→ **Task requirements**:
Should a line below contain the word "brackets", report it.

(Dataset entries)
******

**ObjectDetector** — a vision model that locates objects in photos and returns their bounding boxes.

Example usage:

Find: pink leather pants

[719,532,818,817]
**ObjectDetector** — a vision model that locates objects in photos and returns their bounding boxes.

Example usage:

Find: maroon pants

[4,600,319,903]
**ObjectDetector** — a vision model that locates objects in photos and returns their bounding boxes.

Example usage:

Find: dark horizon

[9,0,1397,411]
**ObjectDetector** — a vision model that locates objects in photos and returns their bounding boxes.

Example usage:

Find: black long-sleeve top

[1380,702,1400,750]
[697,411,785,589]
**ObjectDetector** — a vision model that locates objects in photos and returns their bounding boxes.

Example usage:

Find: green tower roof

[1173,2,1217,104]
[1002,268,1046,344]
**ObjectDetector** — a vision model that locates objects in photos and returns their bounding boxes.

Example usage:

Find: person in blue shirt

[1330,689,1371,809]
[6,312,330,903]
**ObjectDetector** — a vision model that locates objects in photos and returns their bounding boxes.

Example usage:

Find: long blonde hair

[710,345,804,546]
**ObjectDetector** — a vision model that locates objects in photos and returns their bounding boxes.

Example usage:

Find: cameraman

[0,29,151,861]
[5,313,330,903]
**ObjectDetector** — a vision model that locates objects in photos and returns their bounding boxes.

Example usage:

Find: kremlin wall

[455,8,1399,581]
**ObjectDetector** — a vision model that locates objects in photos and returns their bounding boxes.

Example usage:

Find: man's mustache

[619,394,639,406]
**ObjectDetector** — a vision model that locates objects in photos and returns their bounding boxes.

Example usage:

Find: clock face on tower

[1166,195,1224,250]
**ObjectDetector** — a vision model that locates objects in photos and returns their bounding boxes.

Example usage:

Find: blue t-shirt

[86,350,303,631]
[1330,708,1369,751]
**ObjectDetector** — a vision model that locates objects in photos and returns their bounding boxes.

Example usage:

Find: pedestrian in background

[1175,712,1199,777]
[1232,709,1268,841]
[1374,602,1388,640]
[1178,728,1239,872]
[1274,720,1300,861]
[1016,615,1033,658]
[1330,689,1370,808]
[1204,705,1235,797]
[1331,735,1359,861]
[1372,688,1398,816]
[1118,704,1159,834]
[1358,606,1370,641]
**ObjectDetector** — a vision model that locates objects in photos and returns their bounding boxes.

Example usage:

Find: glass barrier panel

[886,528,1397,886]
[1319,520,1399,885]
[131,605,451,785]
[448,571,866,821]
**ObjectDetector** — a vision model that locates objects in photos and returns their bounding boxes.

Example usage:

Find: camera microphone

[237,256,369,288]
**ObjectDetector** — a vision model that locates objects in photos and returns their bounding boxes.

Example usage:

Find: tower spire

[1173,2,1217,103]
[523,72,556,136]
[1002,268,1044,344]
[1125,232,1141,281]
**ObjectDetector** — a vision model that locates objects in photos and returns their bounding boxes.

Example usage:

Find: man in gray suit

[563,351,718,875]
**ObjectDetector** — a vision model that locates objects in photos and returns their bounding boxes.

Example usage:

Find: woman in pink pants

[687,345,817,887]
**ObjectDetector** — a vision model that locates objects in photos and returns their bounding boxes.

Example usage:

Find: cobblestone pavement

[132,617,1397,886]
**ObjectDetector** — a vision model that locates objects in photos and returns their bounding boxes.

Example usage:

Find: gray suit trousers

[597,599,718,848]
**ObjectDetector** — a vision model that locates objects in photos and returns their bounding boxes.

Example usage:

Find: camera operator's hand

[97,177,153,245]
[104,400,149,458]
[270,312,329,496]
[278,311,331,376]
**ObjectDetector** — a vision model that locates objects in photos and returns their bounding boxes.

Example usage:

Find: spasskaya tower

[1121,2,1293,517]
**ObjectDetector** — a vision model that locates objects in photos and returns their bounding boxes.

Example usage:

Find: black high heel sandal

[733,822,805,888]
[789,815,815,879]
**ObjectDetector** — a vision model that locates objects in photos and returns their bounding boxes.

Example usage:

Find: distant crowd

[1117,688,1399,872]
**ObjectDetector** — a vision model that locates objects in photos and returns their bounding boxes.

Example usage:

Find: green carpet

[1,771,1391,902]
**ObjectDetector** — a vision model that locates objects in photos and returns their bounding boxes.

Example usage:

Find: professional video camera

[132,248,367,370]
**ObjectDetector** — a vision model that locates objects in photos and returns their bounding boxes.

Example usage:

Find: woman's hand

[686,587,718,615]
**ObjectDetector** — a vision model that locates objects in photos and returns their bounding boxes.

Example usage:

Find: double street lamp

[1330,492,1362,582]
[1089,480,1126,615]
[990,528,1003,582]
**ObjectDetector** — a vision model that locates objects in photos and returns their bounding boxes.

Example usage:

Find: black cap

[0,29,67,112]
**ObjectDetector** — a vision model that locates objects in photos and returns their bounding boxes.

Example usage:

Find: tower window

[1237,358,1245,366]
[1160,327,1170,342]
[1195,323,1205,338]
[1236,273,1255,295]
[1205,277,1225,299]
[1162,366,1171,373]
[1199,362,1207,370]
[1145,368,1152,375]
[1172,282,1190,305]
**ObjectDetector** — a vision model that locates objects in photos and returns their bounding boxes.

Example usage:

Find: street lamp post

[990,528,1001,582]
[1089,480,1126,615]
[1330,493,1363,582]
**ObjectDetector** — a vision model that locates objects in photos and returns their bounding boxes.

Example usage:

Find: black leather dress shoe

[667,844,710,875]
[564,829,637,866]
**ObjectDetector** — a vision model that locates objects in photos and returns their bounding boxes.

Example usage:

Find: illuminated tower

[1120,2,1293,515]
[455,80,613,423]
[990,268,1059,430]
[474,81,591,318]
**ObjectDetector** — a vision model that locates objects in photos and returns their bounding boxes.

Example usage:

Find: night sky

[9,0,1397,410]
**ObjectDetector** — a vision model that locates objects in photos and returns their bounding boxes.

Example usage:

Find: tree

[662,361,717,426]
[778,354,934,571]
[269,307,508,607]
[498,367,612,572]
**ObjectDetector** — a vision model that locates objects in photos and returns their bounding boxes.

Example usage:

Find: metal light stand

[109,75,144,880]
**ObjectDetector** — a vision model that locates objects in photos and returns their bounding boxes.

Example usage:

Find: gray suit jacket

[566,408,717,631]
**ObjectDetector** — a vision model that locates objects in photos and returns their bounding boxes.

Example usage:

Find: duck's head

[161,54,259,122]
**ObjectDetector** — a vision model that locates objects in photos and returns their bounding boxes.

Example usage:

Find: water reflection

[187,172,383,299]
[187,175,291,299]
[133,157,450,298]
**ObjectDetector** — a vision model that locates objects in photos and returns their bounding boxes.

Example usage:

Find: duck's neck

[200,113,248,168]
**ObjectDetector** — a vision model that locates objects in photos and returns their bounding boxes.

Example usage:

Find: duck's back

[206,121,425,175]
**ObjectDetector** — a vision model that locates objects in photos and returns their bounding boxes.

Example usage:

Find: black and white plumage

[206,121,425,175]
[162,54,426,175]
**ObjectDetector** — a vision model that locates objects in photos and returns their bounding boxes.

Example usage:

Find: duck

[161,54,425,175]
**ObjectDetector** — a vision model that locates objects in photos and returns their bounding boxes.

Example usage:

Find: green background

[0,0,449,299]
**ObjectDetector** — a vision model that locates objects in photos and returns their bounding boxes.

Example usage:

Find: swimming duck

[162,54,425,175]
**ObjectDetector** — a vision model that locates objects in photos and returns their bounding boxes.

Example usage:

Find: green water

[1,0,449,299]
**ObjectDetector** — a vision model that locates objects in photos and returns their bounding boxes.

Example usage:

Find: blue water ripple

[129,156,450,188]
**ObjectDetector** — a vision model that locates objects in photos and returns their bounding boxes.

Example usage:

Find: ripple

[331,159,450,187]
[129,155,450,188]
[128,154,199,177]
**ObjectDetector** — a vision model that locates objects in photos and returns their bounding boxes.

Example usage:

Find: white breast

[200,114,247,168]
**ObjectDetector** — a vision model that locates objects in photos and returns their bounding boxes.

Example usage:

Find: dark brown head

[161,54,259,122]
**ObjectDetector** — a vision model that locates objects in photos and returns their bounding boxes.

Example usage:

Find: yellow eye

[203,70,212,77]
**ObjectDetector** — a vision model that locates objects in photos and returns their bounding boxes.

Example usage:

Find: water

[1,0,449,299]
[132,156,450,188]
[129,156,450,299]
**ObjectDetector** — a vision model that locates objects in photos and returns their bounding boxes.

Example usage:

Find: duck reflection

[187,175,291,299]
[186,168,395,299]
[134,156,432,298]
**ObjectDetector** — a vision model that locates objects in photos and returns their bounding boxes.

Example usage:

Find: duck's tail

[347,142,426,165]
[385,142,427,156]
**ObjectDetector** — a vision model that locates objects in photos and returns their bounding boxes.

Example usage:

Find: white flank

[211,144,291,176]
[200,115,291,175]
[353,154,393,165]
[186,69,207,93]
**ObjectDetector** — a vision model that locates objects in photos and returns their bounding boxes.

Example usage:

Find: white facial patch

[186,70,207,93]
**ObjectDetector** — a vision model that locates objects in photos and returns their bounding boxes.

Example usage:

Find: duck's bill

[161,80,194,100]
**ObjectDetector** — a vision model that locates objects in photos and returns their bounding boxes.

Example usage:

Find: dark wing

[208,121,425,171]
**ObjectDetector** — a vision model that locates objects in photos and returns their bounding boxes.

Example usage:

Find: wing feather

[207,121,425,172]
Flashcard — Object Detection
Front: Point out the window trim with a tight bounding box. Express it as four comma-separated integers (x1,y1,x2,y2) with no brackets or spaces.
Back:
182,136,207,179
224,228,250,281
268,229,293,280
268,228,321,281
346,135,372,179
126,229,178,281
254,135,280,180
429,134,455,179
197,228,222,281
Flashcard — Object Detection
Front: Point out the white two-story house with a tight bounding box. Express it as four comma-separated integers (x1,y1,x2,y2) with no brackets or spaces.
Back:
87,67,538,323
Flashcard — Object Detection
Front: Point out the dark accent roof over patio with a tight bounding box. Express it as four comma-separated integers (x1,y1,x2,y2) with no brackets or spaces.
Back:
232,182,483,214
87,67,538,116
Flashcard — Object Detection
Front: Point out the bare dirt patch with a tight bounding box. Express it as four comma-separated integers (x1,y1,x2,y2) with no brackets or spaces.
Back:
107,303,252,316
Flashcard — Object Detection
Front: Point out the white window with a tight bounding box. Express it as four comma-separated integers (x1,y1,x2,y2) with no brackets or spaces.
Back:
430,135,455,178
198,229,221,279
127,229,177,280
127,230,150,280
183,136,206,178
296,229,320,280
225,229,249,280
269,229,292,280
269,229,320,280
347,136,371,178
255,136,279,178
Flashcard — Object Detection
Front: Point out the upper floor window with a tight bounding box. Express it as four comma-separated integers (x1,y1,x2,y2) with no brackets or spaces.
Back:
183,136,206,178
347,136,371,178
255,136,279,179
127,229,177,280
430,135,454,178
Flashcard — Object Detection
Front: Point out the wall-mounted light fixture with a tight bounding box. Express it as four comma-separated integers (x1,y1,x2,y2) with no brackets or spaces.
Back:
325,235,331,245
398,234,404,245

******

→ **Problem solution**:
Front: Point out the window trim with a tight bounding box. Express it as four comma-separated integers (x1,y1,x2,y2) with no brackets or spaces.
Front: Point out the white two-story house with a tight bounding box. Express it as four comma-separated integers (x1,y1,x2,y2) with no brackets or spaces.
Front: Point out the dark accent roof over patio with a tight bounding box. Express it as four comma-separated integers (x1,y1,x2,y2) with no brackets or spaces.
Front: Point out the bare dirt patch with a tight bounding box. Express it as four comma-separated integers (x1,y1,x2,y2) with no brackets or spaces.
Front: Point out the white window with a tight bounding box. Express it as four comma-separated integers (x1,y1,x2,y2) with no brackets or spaces.
Front: Point out the upper floor window with a tight bounding box. Express it as four comma-separated integers (x1,y1,x2,y2) with no brackets or spaces.
Front: Point out the wall-mounted light fixture with a tight bounding box. Express it as four comma-separated integers (x1,y1,x2,y2) with no brackets or spaces.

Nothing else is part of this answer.